Raw records:
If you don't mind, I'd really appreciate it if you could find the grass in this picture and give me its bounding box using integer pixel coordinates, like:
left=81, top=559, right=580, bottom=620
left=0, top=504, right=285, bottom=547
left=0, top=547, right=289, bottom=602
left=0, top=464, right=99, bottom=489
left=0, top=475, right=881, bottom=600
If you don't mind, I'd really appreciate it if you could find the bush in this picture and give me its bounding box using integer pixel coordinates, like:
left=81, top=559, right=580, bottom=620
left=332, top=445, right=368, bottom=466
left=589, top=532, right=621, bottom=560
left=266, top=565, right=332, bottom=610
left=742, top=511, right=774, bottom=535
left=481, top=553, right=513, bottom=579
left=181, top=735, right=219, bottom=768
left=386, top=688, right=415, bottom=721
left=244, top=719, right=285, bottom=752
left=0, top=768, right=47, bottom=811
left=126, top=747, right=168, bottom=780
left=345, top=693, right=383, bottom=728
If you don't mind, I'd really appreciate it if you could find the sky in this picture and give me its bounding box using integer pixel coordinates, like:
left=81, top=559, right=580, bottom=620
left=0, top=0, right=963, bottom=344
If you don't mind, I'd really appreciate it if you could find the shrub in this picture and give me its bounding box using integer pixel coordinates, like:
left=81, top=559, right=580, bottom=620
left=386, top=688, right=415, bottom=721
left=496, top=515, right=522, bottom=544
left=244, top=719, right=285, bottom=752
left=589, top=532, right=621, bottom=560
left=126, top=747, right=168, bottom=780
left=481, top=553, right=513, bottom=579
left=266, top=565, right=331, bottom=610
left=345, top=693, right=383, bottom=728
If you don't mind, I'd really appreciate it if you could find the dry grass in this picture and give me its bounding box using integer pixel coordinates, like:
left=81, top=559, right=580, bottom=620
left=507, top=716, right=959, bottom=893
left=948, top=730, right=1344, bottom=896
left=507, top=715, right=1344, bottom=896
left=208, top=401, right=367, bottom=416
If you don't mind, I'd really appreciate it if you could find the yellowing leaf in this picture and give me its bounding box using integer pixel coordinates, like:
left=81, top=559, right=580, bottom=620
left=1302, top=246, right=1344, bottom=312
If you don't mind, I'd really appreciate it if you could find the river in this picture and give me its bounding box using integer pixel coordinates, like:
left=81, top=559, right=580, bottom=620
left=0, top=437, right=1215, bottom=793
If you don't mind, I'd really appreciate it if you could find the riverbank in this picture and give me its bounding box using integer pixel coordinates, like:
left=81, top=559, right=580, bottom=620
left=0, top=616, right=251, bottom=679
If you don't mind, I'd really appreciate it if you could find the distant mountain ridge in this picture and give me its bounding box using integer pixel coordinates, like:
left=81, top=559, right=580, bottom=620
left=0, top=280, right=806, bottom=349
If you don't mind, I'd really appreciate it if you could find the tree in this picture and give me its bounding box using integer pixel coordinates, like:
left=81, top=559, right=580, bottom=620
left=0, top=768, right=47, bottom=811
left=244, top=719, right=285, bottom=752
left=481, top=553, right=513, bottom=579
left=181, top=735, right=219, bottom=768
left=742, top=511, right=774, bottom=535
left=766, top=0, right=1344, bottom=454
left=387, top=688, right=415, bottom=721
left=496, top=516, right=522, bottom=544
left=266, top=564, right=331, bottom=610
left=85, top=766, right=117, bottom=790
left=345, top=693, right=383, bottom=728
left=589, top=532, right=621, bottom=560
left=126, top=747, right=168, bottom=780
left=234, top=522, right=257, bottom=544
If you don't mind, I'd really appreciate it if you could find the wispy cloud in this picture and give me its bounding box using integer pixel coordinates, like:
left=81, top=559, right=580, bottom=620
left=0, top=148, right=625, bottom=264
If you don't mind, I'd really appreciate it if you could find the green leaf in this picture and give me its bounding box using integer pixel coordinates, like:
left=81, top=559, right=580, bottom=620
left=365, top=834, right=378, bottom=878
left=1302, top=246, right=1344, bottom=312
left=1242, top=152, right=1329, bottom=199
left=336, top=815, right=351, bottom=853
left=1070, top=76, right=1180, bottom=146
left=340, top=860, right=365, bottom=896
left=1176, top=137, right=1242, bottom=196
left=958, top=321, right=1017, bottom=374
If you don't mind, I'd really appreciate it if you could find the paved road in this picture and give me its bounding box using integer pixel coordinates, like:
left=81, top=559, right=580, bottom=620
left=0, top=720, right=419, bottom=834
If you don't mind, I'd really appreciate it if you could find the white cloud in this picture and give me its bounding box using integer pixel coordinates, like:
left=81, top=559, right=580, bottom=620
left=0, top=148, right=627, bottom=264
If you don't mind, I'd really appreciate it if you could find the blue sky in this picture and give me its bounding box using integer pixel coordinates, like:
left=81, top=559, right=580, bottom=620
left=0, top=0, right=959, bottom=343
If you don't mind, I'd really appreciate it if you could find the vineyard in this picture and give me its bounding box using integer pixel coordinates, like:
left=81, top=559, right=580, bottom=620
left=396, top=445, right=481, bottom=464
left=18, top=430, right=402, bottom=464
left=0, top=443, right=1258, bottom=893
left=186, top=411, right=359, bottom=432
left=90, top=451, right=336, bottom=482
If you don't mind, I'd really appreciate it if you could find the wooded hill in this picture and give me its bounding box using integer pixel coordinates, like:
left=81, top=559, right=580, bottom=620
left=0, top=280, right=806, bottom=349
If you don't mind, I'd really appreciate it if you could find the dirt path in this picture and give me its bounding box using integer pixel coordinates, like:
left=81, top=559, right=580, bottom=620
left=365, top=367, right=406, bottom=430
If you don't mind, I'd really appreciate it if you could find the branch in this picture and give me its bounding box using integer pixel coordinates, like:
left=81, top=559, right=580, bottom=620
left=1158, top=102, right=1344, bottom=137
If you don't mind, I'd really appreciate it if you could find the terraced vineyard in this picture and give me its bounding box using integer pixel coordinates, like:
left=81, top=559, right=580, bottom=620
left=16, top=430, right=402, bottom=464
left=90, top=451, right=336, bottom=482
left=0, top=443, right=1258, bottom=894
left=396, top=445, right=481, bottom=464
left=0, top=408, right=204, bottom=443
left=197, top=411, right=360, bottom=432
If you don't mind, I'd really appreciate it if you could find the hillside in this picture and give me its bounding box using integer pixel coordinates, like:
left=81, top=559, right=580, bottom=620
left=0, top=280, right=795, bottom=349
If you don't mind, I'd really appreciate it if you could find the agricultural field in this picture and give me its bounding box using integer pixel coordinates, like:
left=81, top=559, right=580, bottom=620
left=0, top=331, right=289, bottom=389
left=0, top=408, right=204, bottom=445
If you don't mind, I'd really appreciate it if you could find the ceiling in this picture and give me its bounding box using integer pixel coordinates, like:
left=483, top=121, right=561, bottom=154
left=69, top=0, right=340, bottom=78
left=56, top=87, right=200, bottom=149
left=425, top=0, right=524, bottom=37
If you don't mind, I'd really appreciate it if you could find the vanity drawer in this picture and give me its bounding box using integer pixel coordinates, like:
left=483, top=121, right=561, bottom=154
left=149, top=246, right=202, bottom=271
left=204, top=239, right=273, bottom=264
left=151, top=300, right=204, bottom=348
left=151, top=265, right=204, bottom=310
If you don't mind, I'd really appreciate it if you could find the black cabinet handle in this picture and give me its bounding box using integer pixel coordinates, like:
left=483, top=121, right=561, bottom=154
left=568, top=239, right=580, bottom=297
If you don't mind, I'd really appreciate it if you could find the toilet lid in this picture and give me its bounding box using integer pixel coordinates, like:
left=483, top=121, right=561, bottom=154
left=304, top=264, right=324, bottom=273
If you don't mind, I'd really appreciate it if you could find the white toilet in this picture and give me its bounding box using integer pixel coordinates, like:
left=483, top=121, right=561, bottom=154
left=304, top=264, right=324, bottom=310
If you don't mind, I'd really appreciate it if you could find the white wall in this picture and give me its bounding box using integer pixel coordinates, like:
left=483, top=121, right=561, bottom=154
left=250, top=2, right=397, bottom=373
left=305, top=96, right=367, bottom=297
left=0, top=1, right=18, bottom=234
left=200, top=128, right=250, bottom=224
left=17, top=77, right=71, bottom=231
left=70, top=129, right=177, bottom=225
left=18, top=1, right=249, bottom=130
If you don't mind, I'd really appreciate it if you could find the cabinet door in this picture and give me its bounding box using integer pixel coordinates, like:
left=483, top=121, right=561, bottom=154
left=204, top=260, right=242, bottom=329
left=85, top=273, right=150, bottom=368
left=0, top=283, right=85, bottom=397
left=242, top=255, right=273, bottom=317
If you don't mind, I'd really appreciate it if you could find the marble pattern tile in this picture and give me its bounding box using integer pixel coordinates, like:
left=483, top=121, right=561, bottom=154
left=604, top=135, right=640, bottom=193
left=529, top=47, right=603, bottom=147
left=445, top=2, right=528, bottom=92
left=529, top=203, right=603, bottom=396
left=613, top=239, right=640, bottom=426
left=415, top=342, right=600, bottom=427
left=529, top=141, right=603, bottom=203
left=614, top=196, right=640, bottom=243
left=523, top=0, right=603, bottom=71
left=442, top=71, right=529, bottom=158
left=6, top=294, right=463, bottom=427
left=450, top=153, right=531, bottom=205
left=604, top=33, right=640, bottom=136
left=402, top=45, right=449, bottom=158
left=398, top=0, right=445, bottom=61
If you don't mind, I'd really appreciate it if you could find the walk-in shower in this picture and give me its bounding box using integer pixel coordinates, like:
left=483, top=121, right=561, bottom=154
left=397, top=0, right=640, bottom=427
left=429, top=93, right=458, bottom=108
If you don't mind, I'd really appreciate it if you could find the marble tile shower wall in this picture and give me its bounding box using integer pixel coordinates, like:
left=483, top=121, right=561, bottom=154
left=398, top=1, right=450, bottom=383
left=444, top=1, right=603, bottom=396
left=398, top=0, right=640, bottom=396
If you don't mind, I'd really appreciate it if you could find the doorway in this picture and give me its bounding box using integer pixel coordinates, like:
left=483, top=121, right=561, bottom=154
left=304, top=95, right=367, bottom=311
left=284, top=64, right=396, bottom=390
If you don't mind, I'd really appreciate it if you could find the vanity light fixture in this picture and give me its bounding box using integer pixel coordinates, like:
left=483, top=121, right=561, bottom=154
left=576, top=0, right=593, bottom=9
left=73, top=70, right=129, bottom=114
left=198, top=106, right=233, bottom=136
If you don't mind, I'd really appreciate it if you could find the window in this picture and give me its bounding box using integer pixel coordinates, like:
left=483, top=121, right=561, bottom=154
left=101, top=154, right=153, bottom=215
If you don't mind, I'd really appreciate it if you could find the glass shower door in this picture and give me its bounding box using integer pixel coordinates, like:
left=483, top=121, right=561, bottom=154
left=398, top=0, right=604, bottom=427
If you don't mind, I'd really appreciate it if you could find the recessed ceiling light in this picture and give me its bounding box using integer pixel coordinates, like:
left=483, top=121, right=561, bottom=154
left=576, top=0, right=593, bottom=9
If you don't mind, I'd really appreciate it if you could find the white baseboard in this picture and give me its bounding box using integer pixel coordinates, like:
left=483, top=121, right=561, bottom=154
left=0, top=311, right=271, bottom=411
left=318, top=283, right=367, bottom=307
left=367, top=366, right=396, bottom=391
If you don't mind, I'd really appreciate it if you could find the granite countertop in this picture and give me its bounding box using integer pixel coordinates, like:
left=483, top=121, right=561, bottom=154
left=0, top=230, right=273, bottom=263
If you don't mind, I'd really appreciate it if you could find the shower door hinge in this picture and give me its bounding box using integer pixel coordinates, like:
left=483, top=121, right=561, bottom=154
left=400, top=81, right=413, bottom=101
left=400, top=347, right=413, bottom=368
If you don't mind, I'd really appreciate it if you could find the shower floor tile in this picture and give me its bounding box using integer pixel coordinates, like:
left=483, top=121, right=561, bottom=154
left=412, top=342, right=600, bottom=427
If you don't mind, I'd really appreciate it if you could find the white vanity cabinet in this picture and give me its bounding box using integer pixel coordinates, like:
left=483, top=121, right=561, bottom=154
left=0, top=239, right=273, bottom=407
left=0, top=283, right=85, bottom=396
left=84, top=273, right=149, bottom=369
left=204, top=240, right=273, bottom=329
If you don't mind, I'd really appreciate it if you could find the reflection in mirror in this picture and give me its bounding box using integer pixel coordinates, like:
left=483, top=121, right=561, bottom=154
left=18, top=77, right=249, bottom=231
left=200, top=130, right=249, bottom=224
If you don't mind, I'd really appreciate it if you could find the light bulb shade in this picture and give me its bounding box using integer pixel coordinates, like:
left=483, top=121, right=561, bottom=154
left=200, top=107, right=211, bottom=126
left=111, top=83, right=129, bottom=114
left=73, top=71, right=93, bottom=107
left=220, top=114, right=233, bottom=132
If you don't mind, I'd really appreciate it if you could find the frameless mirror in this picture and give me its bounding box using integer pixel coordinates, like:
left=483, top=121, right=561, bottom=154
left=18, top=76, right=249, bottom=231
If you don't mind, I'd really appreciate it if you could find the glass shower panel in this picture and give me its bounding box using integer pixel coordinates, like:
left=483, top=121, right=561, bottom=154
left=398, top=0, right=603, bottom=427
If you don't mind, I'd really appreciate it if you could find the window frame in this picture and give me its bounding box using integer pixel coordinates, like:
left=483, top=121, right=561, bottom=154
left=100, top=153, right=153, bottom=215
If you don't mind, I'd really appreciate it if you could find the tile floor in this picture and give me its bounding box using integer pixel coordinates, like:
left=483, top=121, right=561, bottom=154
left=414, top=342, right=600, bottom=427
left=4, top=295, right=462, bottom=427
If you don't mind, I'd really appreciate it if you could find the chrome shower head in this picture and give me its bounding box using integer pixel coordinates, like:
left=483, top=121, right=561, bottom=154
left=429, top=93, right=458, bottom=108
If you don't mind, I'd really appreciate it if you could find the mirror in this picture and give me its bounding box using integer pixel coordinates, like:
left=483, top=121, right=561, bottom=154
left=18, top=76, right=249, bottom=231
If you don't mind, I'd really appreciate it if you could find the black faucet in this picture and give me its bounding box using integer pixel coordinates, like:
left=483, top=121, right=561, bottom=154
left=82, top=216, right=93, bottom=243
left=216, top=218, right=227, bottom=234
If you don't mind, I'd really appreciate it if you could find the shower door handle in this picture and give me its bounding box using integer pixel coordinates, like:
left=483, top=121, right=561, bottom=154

Set exercise: Rewrite the stretch from the start of the records through the line containing "left=208, top=401, right=367, bottom=416", replacing "bush" with "hedge" and leaving everything else unchanged.

Final result:
If you don't mind, I'd really appreciate it if you could find the grass in this picture and give me its bounding box using integer pixel coordinates, like:
left=81, top=559, right=580, bottom=620
left=0, top=504, right=285, bottom=547
left=0, top=547, right=289, bottom=602
left=0, top=464, right=99, bottom=489
left=0, top=475, right=881, bottom=600
If you don't mind, I'd really appreciate it if you could find the hedge in this picture and give me its bounding box using integer pixel coordinates, like:
left=81, top=559, right=580, bottom=620
left=332, top=445, right=368, bottom=466
left=589, top=532, right=621, bottom=560
left=266, top=565, right=332, bottom=610
left=742, top=511, right=774, bottom=535
left=481, top=553, right=513, bottom=579
left=181, top=735, right=219, bottom=768
left=386, top=688, right=415, bottom=721
left=244, top=719, right=285, bottom=752
left=0, top=768, right=47, bottom=811
left=126, top=747, right=168, bottom=780
left=345, top=693, right=383, bottom=728
If you don't mind, I'd really appreciate it if you could find the sky in this picture and give me its bounding box using integer pixel coordinates, like:
left=81, top=559, right=580, bottom=620
left=0, top=0, right=963, bottom=344
If you don't mind, I'd really appreciate it if you could find the shrub in this picture and give me its bounding box using integer pixel coordinates, like:
left=81, top=559, right=580, bottom=620
left=386, top=688, right=415, bottom=721
left=496, top=515, right=522, bottom=544
left=244, top=719, right=285, bottom=752
left=589, top=532, right=621, bottom=560
left=126, top=747, right=168, bottom=780
left=481, top=553, right=513, bottom=579
left=266, top=565, right=331, bottom=610
left=345, top=693, right=383, bottom=728
If you don't mind, I'd really appreciate it if you could find the dry grass in this picture and give me its bounding box using integer pixel coordinates, like:
left=81, top=559, right=580, bottom=620
left=507, top=716, right=959, bottom=893
left=948, top=730, right=1344, bottom=896
left=507, top=715, right=1344, bottom=896
left=208, top=401, right=367, bottom=416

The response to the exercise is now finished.